> [Your objective]
Would you reproduce all of the entries below, character for character?

> [Material for this task]
• • • •
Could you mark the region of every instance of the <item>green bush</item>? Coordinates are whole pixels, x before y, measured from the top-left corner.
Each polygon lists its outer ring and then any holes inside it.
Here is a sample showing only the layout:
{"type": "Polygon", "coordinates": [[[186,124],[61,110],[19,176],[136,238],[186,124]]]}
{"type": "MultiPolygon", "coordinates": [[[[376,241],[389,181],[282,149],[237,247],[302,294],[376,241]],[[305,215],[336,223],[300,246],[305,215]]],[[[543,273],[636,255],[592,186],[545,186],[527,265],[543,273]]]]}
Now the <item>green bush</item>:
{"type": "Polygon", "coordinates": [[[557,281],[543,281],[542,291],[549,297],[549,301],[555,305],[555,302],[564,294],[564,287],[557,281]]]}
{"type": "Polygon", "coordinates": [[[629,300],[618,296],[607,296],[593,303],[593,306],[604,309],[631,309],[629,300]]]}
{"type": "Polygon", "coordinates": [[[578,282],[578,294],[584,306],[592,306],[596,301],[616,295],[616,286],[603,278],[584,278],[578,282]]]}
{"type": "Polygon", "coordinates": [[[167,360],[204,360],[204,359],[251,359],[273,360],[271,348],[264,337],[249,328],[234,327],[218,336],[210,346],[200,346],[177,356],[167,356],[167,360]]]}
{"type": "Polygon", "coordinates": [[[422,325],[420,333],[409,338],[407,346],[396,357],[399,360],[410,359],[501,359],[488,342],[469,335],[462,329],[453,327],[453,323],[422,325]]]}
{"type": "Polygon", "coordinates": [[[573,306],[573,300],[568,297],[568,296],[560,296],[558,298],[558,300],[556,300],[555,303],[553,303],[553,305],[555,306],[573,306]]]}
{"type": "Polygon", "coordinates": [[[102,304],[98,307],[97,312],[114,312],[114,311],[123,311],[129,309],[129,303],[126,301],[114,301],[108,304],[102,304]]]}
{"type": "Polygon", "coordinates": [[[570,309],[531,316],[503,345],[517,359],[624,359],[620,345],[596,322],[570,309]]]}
• • • •
> [Response area]
Could you mark the region of every instance of the <item>green bush</item>? Coordinates are whole pixels, x before y, measured from the top-left corner.
Each polygon lists its outer ring and then any holes inside it.
Here is a sample showing only the layout:
{"type": "Polygon", "coordinates": [[[186,124],[61,110],[19,176],[136,238],[186,124]]]}
{"type": "MultiPolygon", "coordinates": [[[[376,241],[389,181],[282,149],[237,247],[302,294],[376,241]],[[305,215],[336,223],[300,246],[305,215]]],[[[543,273],[636,255],[592,186],[545,186],[527,265],[543,273]]]]}
Now the <item>green bush</item>:
{"type": "Polygon", "coordinates": [[[557,281],[543,281],[542,291],[549,297],[549,301],[555,305],[555,302],[564,294],[564,287],[557,281]]]}
{"type": "Polygon", "coordinates": [[[629,300],[618,296],[607,296],[593,303],[593,306],[604,309],[631,309],[629,300]]]}
{"type": "Polygon", "coordinates": [[[578,282],[578,294],[584,306],[592,306],[596,301],[616,295],[616,286],[603,278],[584,278],[578,282]]]}
{"type": "Polygon", "coordinates": [[[167,360],[204,360],[204,359],[251,359],[273,360],[271,348],[264,337],[249,328],[234,327],[218,336],[210,346],[200,346],[177,356],[167,356],[167,360]]]}
{"type": "Polygon", "coordinates": [[[422,325],[420,333],[409,338],[407,346],[396,357],[399,360],[410,359],[501,359],[488,342],[469,335],[462,329],[453,327],[453,323],[422,325]]]}
{"type": "Polygon", "coordinates": [[[573,306],[573,300],[568,297],[568,296],[560,296],[558,298],[558,300],[556,300],[555,303],[553,303],[553,305],[555,306],[573,306]]]}
{"type": "Polygon", "coordinates": [[[102,304],[98,307],[97,312],[114,312],[114,311],[123,311],[129,309],[129,303],[126,301],[114,301],[108,304],[102,304]]]}
{"type": "Polygon", "coordinates": [[[570,309],[531,316],[503,345],[517,359],[624,359],[620,345],[596,322],[570,309]]]}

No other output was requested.